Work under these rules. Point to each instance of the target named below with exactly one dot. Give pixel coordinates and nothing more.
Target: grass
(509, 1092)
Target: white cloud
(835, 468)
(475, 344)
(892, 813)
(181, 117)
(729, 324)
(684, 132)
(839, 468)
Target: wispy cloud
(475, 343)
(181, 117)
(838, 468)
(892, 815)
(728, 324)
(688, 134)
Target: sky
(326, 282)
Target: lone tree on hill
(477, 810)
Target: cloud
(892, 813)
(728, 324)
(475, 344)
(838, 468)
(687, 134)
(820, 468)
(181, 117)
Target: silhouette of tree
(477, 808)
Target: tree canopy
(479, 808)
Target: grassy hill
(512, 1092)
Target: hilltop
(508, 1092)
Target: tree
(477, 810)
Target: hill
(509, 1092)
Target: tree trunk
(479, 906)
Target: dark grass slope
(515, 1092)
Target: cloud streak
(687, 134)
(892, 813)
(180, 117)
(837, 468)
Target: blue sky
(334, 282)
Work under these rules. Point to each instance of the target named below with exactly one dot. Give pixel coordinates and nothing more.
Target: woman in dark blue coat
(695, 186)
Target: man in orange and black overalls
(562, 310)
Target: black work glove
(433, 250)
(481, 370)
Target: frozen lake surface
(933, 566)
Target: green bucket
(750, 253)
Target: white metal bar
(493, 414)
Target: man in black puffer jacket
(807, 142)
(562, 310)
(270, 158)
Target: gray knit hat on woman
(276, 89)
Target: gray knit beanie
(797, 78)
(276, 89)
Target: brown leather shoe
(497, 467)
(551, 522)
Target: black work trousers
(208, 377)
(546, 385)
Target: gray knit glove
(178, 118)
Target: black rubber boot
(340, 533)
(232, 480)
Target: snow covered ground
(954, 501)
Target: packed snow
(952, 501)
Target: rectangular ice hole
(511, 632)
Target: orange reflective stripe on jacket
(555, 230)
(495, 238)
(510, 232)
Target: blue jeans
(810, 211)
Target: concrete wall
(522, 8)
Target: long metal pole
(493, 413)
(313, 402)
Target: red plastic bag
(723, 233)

DIRECTIONS FOR THIS TASK → Reproduce every item above word for word, from the first line through the last.

OUTPUT BELOW →
Work under these rules. Point to each instance of the target named below with exactly one dot. Give pixel coordinates and nothing more.
Target: grass
(509, 1092)
Target: white cloud
(835, 468)
(475, 344)
(892, 813)
(181, 117)
(729, 324)
(684, 132)
(839, 468)
Target: wispy cloud
(475, 343)
(181, 117)
(838, 468)
(892, 815)
(728, 324)
(688, 134)
Target: sky
(326, 282)
Target: lone tree on hill
(477, 810)
Target: cloud
(892, 813)
(728, 324)
(475, 344)
(838, 468)
(687, 134)
(820, 468)
(181, 117)
Target: silhouette of tree
(477, 808)
Target: tree canopy
(479, 808)
Target: grassy hill
(512, 1092)
Target: hilltop
(508, 1092)
Target: tree
(477, 810)
Target: hill
(509, 1092)
Target: tree trunk
(479, 906)
Target: dark grass slope
(515, 1092)
Target: cloud streak
(687, 134)
(892, 813)
(180, 117)
(837, 468)
Target: blue sky
(334, 282)
Work under these rules. Point to each instance of the target named below with exactly one dot. Give pixel coordinates and nothing more.
Target: woman in dark blue coat
(695, 186)
Target: man in orange and black overalls
(562, 310)
Target: black work glove
(433, 250)
(481, 370)
Target: frozen lake surface
(933, 566)
Target: green bucket
(750, 253)
Target: white metal bar
(493, 414)
Target: man in black puffer jacket
(807, 142)
(562, 310)
(270, 158)
Target: gray knit hat on woman
(276, 89)
Target: gray knit beanie
(797, 78)
(276, 89)
Target: brown leather shoe
(497, 467)
(551, 522)
Target: black work trousers
(208, 377)
(546, 385)
Target: gray knit glove
(178, 118)
Target: black rubber boot
(340, 533)
(232, 480)
Target: snow covered ground
(954, 501)
Target: packed snow
(952, 501)
Target: rectangular ice hole
(511, 632)
Target: orange reflective stripe on jacket
(555, 230)
(495, 238)
(510, 232)
Target: blue jeans
(810, 211)
Target: concrete wall
(522, 8)
Target: long metal pole
(493, 413)
(313, 402)
Target: red plastic bag
(723, 233)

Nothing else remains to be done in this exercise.